### GIVEN TASK
Convert the items below into a numbered list, starting at the line that contains "In the photo above, where can the dark storm" and running through the last line of the items, with blank lines omitted. Leave the pictures out of the list.

+++

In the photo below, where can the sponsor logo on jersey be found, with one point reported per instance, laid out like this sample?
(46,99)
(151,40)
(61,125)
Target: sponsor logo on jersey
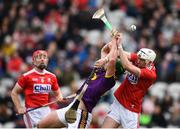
(42,88)
(132,78)
(34,79)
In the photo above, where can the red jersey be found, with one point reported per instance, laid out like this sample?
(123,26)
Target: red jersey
(132,90)
(36,87)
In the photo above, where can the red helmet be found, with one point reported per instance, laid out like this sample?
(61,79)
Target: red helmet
(37,52)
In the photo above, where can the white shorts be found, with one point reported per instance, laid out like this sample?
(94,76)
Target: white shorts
(83,119)
(123,116)
(33,117)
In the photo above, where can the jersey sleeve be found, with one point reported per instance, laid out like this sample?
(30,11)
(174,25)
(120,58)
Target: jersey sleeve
(55,85)
(22,81)
(148,74)
(133,57)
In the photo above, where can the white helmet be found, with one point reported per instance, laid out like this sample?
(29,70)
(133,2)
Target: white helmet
(146,54)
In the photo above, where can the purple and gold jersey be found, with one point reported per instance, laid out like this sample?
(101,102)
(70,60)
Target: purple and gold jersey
(97,86)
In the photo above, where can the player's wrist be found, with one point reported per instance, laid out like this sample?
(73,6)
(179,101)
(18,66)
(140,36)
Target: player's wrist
(106,59)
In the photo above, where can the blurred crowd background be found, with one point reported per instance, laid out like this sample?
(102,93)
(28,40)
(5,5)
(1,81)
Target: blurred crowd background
(73,40)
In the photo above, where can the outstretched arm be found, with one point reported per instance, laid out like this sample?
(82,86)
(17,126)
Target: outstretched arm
(112,56)
(125,62)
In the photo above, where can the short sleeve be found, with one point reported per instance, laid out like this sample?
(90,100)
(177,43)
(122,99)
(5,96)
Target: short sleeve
(22,81)
(55,85)
(133,57)
(148,74)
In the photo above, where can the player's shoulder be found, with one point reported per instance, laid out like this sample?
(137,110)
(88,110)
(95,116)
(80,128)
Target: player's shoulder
(28,73)
(50,73)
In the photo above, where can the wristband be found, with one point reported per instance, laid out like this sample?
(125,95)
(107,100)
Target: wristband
(106,59)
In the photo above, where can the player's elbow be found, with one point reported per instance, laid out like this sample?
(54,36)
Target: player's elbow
(13,93)
(112,60)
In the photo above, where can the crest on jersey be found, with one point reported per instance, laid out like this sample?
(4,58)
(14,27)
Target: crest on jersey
(132,78)
(42,88)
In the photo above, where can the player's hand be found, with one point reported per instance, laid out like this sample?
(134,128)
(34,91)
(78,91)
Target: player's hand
(114,32)
(21,110)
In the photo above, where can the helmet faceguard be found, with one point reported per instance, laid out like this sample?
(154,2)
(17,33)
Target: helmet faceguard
(40,59)
(146,54)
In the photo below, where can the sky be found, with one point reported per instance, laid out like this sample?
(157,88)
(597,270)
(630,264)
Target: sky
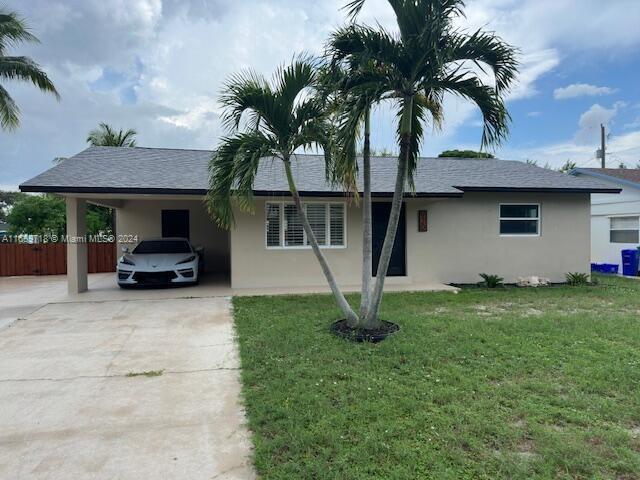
(158,66)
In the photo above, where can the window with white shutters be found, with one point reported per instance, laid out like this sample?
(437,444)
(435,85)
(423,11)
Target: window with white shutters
(284,226)
(336,223)
(273,225)
(293,231)
(317,215)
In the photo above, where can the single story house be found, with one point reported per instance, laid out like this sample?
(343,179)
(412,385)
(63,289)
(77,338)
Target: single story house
(464,217)
(615,218)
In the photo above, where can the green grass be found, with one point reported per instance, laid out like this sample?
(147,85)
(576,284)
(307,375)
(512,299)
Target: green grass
(501,383)
(148,373)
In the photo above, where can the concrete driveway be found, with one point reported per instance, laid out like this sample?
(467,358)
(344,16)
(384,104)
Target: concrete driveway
(75,403)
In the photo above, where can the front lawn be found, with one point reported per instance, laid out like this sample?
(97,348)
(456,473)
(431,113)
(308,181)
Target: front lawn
(505,383)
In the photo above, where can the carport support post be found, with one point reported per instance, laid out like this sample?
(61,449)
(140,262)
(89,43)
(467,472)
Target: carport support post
(76,245)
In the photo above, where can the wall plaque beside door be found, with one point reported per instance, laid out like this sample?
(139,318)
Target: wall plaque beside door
(422,221)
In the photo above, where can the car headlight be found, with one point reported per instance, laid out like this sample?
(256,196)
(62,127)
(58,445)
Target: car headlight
(187,260)
(127,261)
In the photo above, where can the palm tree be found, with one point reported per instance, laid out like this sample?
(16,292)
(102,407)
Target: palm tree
(13,31)
(280,117)
(107,136)
(415,69)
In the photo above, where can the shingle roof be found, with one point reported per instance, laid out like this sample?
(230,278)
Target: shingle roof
(161,170)
(629,174)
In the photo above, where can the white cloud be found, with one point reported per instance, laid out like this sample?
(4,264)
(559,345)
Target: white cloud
(175,54)
(590,121)
(581,90)
(582,148)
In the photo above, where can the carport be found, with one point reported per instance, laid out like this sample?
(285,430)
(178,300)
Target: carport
(155,193)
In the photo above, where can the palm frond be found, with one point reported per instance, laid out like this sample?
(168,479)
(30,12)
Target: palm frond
(294,78)
(13,30)
(245,91)
(494,113)
(232,170)
(23,68)
(359,45)
(488,49)
(106,136)
(9,111)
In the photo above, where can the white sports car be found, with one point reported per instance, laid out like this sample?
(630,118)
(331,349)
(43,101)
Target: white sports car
(162,261)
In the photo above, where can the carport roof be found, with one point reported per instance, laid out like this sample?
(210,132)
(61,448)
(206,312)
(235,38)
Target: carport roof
(137,170)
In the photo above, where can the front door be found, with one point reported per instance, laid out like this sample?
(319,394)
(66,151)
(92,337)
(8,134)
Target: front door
(380,213)
(175,223)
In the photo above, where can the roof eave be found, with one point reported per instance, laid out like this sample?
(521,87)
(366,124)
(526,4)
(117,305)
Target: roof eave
(604,176)
(541,189)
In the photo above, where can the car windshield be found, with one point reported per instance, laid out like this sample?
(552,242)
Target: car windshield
(162,246)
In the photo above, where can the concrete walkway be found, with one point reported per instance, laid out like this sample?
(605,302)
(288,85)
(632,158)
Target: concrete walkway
(21,295)
(70,410)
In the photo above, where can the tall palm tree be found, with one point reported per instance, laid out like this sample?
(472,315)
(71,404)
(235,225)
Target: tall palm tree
(269,119)
(414,69)
(14,31)
(107,136)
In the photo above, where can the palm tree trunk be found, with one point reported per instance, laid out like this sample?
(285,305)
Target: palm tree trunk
(344,306)
(372,321)
(367,248)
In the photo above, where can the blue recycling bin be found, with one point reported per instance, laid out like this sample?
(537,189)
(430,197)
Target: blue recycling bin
(630,262)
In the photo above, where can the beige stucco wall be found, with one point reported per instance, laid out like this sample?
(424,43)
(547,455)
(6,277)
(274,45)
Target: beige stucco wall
(144,219)
(463,240)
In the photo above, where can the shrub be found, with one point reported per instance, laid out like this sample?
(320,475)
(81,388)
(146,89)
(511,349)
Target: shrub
(576,278)
(491,281)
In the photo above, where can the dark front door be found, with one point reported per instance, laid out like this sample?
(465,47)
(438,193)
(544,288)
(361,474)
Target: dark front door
(397,265)
(175,223)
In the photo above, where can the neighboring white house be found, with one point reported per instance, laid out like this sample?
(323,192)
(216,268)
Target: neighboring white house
(615,218)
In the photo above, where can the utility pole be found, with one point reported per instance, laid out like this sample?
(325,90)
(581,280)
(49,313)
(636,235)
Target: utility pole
(603,139)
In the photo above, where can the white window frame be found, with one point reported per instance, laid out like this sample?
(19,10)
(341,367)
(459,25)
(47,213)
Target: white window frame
(282,246)
(538,220)
(611,217)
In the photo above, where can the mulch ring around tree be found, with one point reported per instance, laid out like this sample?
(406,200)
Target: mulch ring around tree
(342,329)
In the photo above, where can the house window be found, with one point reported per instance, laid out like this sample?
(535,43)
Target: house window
(624,229)
(520,219)
(284,226)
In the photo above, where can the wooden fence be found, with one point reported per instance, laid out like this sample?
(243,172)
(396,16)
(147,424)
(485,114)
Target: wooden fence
(51,258)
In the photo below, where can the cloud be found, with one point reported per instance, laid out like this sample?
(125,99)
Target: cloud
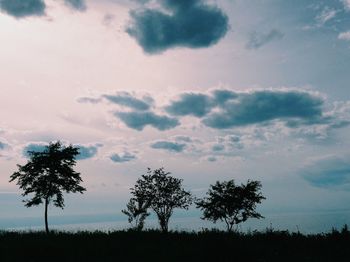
(139,120)
(34,147)
(326,15)
(85,152)
(123,157)
(212,159)
(346,4)
(263,106)
(198,105)
(169,146)
(3,145)
(23,8)
(344,36)
(190,23)
(90,100)
(328,172)
(190,104)
(127,100)
(257,40)
(79,5)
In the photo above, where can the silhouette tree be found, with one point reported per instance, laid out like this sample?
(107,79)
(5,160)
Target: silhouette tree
(136,210)
(162,193)
(47,175)
(231,203)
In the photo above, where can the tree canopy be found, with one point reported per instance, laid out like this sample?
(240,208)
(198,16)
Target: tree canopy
(162,193)
(47,175)
(231,203)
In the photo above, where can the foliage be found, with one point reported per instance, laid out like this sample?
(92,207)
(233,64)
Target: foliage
(162,193)
(174,246)
(136,210)
(231,203)
(47,175)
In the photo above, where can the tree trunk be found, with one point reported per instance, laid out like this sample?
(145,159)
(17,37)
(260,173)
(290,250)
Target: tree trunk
(46,222)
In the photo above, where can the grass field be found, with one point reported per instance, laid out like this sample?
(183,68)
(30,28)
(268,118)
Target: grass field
(174,246)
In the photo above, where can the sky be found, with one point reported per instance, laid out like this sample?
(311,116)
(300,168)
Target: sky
(209,90)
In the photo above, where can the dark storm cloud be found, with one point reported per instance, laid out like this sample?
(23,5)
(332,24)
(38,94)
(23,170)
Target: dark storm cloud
(331,172)
(127,100)
(33,147)
(169,146)
(257,40)
(190,23)
(23,8)
(139,120)
(262,106)
(122,158)
(190,104)
(85,152)
(79,5)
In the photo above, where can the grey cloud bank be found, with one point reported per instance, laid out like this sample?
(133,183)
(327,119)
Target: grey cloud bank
(226,109)
(23,8)
(257,40)
(263,106)
(190,104)
(123,157)
(85,152)
(139,120)
(330,172)
(79,5)
(169,146)
(240,109)
(127,100)
(191,23)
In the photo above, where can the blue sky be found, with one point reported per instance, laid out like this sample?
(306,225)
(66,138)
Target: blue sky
(211,90)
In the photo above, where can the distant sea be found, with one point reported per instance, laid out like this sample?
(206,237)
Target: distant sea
(305,222)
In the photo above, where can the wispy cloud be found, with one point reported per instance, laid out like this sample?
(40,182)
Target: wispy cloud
(257,40)
(169,146)
(328,172)
(139,120)
(344,36)
(122,157)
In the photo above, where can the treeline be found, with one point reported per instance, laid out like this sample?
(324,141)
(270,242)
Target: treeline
(153,245)
(49,174)
(160,192)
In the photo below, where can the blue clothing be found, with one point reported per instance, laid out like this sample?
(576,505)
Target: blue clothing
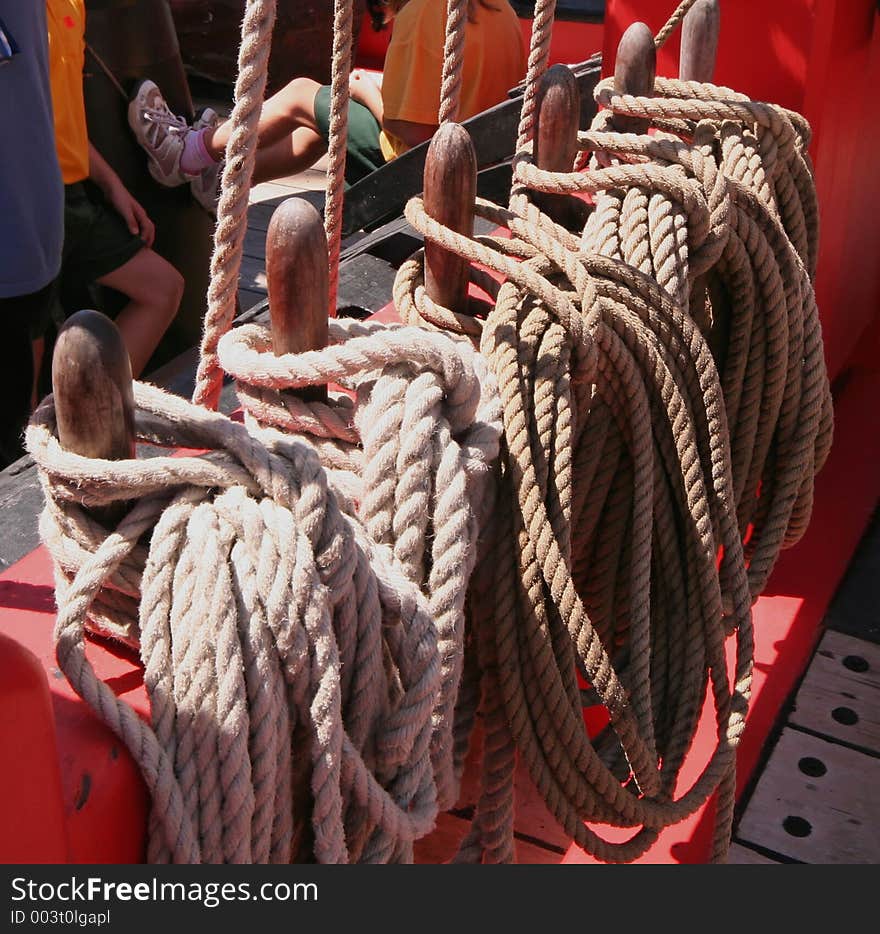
(31,192)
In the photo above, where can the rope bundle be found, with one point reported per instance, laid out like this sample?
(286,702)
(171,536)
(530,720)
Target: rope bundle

+++

### FINISHED TASK
1. In the photo above, where can the dark storm cloud be found, with one point reported per instance, laid out like this sample?
2. (23,5)
3. (332,24)
4. (38,94)
5. (23,170)
6. Target: dark storm cloud
7. (331,172)
8. (127,100)
9. (33,147)
10. (169,146)
11. (257,40)
12. (190,23)
13. (23,8)
14. (139,120)
15. (262,106)
16. (122,158)
17. (190,104)
18. (85,152)
19. (79,5)
20. In the photo above, where can the grey cloud bank be found, with one point reported per instance, laid out like this sample?
21. (133,183)
22. (327,119)
23. Target: grey cloud bank
24. (226,109)
25. (23,8)
26. (257,40)
27. (263,106)
28. (190,104)
29. (123,157)
30. (85,152)
31. (139,120)
32. (330,172)
33. (79,5)
34. (169,146)
35. (240,109)
36. (127,100)
37. (191,23)
38. In the photo above, where can the blue sky be found, with one point reported per instance, laid out like this sample?
39. (306,225)
40. (66,138)
41. Target: blue sky
42. (211,90)
43. In the photo above, where can the distant sea be found, with one point reported per instance, laid out like this sample?
44. (206,237)
45. Target: distant sea
46. (305,222)
47. In the photo above, where can the wispy cloud be found, with one point reported per instance, laid out like this sample?
48. (40,182)
49. Target: wispy cloud
50. (257,40)
51. (169,146)
52. (328,172)
53. (139,120)
54. (344,36)
55. (122,157)
56. In the photo above, where can the treeline be found, with one point reported per instance, laid out like this sample?
57. (324,141)
58. (270,242)
59. Target: treeline
60. (153,245)
61. (49,174)
62. (160,192)
63. In the photo below, where can the blue clothing be found, with one point reported per instance, laid out like this sample?
64. (576,505)
65. Target: blue clothing
66. (31,192)
67. In the photo above, where can the rope bundle be found, with one point reported per instance, laid out like this sample?
68. (286,702)
69. (171,536)
70. (530,720)
71. Target: rope bundle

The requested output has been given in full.